▶ _Items_:
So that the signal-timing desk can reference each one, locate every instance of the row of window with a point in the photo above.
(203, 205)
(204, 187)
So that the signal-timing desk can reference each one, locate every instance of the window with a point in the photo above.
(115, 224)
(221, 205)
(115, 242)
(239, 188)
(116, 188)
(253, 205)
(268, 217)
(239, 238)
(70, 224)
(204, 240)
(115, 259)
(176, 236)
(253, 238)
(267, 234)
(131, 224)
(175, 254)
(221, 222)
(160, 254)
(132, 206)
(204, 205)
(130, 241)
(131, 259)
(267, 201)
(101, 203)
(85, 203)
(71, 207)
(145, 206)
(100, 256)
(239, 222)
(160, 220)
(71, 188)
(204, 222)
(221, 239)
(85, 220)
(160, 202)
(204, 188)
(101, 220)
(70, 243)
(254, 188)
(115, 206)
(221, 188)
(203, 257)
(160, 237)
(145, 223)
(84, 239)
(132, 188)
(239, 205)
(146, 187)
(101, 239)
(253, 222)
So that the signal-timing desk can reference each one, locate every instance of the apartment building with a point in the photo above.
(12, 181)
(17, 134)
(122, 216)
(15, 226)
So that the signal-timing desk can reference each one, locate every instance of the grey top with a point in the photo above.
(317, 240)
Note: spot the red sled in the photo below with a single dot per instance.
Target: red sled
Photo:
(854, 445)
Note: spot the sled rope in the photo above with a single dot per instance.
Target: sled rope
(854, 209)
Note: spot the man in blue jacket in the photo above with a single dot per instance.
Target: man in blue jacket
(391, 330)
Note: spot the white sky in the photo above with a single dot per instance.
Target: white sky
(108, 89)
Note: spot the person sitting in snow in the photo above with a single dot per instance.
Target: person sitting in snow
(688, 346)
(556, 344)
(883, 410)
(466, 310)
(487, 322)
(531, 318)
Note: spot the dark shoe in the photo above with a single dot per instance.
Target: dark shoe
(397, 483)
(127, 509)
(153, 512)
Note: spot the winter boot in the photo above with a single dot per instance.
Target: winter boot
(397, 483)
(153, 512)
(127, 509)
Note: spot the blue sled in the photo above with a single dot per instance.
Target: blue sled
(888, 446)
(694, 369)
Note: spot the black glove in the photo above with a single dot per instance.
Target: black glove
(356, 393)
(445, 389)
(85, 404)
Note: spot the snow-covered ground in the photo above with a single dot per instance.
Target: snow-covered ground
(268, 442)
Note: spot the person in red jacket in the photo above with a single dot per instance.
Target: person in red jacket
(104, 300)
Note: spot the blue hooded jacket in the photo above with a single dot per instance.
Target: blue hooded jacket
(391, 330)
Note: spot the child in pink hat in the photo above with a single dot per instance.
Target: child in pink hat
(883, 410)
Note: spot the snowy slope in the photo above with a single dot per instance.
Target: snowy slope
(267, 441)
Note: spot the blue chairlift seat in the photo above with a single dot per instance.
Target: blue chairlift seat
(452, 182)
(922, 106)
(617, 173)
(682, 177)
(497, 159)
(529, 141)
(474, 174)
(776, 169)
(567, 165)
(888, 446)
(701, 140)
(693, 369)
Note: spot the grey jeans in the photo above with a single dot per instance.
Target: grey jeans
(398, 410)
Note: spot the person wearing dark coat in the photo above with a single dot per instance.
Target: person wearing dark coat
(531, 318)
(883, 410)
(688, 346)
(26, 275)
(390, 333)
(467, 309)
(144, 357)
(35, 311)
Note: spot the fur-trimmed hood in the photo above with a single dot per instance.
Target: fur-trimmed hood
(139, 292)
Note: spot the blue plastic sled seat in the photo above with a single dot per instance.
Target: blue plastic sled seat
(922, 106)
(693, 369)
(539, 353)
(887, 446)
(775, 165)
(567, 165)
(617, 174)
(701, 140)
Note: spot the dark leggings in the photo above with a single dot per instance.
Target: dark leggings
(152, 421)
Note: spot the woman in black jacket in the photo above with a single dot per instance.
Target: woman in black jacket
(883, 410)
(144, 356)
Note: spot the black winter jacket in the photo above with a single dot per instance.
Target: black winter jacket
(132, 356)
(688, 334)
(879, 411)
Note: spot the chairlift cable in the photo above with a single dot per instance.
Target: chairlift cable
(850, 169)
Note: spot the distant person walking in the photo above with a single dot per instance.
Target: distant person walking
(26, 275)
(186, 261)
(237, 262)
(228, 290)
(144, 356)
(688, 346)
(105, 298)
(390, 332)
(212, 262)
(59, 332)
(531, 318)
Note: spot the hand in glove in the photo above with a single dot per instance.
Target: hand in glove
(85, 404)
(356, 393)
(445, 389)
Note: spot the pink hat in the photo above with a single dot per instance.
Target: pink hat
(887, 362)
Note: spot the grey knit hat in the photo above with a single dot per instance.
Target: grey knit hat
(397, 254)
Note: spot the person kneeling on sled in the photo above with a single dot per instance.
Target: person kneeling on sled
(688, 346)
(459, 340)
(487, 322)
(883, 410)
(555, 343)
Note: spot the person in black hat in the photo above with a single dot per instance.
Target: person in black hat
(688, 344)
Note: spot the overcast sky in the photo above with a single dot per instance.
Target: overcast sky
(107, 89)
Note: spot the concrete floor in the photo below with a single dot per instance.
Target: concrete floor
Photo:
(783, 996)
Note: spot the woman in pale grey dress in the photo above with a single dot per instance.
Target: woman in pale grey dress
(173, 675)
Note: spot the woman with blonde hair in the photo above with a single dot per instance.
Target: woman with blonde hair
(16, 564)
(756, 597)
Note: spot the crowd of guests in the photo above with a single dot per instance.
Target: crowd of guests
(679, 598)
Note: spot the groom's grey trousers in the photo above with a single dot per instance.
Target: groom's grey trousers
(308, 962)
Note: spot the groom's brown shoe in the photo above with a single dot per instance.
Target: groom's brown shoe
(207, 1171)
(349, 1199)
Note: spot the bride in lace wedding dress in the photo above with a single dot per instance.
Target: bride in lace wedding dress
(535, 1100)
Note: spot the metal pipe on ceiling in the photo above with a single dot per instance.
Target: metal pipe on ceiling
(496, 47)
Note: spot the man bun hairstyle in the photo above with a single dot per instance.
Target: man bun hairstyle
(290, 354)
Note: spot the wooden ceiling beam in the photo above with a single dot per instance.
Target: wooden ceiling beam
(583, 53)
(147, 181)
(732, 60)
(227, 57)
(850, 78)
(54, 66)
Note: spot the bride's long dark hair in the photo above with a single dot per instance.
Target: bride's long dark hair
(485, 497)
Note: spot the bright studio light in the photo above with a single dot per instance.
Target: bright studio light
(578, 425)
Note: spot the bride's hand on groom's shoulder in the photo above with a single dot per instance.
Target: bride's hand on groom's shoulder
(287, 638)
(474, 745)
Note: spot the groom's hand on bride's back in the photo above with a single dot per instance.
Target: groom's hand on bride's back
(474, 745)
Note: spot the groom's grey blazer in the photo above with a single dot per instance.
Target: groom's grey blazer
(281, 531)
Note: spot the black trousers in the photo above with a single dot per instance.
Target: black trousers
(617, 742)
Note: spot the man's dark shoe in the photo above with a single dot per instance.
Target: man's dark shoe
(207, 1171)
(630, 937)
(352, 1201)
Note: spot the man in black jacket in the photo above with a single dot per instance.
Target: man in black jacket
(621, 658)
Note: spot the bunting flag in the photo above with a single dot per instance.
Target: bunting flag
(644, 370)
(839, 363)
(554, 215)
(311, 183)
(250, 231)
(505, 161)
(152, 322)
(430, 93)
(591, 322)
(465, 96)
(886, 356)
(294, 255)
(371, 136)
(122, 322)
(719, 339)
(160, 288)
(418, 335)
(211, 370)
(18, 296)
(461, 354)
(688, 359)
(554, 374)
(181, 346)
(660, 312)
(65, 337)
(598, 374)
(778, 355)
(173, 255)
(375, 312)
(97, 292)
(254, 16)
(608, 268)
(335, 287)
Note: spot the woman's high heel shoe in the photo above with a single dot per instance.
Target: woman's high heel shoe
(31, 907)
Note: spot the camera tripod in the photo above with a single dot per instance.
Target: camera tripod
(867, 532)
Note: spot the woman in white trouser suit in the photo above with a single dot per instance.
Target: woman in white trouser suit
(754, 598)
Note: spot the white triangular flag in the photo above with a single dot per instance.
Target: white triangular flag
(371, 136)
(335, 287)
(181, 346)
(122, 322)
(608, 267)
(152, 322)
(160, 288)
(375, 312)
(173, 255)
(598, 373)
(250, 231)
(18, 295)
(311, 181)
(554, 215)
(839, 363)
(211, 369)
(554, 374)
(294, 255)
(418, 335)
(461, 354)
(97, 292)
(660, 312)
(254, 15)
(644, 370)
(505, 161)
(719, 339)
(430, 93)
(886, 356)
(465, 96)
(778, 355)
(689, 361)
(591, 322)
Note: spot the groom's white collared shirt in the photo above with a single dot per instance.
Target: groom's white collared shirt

▶ _Task objective_: Repeat only the stretch of lines that opens with the line containing "Note: spot the camera" and closes with the final line of the entries, both included, exactly as written.

▶ _Response for this exercise_:
Note: spot the camera tripod in the photo above with a single dot per instance.
Target: camera tripod
(867, 532)
Note: spot the woman in white trouser suit in the photo above with a single dot per instance.
Target: woman in white trouser suit
(754, 598)
Note: spot the white triangular flag in the photo above with a single dot per instance.
Target: white triangular flag
(371, 136)
(335, 287)
(181, 346)
(122, 322)
(608, 267)
(152, 322)
(160, 288)
(375, 312)
(173, 255)
(598, 373)
(250, 231)
(18, 295)
(311, 181)
(554, 215)
(839, 363)
(211, 369)
(554, 374)
(294, 255)
(418, 335)
(461, 354)
(97, 292)
(660, 312)
(254, 15)
(644, 370)
(505, 161)
(719, 339)
(430, 93)
(886, 356)
(465, 96)
(778, 355)
(689, 361)
(591, 322)
Note: spot the groom's white collared shirt in the photo above with a single dot per instance.
Target: groom's white collared shirt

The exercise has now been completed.